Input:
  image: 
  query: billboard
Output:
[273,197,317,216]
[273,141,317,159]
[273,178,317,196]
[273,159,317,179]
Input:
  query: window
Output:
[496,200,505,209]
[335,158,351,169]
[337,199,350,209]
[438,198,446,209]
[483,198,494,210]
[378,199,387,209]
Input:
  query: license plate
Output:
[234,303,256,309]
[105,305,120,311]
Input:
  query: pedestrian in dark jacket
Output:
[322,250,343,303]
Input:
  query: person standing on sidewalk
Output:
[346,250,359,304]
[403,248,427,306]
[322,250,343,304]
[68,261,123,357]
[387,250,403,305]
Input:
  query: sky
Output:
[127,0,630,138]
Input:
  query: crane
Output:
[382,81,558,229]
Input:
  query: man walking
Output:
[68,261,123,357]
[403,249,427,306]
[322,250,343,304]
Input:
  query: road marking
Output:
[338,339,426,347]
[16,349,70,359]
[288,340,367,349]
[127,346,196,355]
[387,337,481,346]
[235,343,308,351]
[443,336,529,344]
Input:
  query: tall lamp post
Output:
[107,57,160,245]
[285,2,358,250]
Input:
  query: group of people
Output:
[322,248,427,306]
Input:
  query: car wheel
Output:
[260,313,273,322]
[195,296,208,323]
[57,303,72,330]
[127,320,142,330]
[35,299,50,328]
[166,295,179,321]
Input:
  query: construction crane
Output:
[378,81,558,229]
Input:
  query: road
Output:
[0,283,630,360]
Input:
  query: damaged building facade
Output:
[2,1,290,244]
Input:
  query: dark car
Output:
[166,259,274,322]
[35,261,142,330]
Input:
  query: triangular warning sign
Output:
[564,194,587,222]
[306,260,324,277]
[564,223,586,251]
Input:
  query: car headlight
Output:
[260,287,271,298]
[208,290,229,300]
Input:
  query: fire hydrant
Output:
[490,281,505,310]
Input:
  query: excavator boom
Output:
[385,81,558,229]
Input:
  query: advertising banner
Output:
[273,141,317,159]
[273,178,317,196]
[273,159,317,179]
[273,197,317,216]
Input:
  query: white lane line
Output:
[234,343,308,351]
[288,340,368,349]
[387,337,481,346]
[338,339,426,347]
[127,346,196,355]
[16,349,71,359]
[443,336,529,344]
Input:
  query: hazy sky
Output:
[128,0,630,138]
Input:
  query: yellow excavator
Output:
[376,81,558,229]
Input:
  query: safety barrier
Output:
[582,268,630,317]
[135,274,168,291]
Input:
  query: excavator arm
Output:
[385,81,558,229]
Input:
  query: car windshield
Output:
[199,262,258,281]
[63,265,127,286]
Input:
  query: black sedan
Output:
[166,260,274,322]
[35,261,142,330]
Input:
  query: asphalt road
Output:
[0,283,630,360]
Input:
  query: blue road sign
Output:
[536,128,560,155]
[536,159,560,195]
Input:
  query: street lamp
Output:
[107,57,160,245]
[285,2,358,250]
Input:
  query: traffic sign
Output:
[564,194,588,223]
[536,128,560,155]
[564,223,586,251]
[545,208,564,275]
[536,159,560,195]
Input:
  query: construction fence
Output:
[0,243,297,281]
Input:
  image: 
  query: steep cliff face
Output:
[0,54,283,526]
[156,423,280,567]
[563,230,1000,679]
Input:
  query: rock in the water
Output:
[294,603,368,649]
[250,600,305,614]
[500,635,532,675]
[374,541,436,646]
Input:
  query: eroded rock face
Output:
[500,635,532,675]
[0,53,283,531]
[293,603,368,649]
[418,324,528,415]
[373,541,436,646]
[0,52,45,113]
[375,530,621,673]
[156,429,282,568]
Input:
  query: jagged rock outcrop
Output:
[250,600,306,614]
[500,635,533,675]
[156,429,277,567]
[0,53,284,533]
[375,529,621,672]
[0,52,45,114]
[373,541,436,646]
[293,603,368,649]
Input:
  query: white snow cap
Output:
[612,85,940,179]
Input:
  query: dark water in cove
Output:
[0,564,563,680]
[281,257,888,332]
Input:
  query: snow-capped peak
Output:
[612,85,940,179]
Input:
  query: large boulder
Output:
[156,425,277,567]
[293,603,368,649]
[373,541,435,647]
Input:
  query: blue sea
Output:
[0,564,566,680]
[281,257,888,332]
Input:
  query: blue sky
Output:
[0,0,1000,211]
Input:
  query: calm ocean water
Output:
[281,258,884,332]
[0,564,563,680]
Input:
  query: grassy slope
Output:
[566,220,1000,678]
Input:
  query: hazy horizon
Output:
# # # #
What the task requires. Return every line of the items above that contains the string "excavator", treating uppercase and lowercase as different.

Output for this task.
  query: excavator boom
  query: yellow excavator
  query: excavator arm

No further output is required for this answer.